More empty shops have been brightened up with pretty pictures.
The latest vacant buildings to be given a makeover by Brighton and Hove City Council are the former Woolworths store in Blatchington Road and the former Festive Cuisine in Holland Road, Hove.
City-based artist Martin Hall loaned his landscape painting of the seafront from Hove to the Marina to decorate 63 Holland Road while the picture on Woolworths is a photograph of shoppers with the motto: “Whatever you are looking for….Hove is sure to have the shop for you.”
Across the city, Rottingdean received an added attraction with the installation of two reproduction oil paintings on the former Lloyds Pharmacy shop at the junction with the A259.
The Seaside, painted around 1920 by Alice Maude Fanner, captures a scene from the local area while The Ponte Vecchio, Florence, was painted in 1844 by Francesco Raffaello Santoro and was reproduced from Brighton Museum and Art Gallery’s collections.

Data extract
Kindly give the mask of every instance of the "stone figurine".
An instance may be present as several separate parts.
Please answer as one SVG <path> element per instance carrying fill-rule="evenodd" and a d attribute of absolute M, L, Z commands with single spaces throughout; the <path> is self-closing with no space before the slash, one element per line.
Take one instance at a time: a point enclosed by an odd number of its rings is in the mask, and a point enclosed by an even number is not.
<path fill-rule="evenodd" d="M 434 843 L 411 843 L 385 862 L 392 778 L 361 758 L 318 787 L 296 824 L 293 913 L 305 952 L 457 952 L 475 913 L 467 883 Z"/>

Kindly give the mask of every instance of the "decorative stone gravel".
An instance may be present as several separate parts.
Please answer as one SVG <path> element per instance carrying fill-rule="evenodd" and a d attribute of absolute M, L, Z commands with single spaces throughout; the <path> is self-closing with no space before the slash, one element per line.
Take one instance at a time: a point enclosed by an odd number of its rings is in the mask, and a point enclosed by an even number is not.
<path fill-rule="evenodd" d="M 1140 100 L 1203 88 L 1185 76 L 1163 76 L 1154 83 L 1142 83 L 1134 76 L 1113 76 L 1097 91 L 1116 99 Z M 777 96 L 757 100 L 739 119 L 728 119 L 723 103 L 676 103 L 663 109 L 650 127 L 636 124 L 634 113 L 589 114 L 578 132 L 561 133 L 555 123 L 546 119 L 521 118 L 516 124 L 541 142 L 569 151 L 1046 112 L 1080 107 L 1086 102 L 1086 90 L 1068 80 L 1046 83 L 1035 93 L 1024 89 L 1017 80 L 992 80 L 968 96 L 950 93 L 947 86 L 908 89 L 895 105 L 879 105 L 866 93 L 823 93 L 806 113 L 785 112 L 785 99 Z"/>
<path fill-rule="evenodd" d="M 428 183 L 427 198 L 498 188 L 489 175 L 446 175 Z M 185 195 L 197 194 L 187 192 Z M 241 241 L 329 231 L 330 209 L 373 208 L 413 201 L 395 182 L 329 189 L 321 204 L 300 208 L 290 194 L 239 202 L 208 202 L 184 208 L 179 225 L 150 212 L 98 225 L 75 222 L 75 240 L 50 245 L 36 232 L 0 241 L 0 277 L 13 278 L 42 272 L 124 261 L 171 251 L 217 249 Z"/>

Task brief
Write the next part of the news piece about artwork covering vacant shops in Brighton and Hove, starting after its last sentence.

The answer
Both images were chosen by Rottingdean residents.
They are the latest to be put up by the council's environment improvement team to keep empty buildings from becoming derelict and blighting an area.
In April, the council put photographs of contemporary scenes on the former Damart shop in Queen’s Road and Astoria cinema in Gloucester Place, Brighton.
Council leader Mary Mears said: “These images have really brightened up our shopping districts. Empty shops are a fact of life at the moment, but by using them to display artwork and interesting photographs, it makes the area more welcoming.”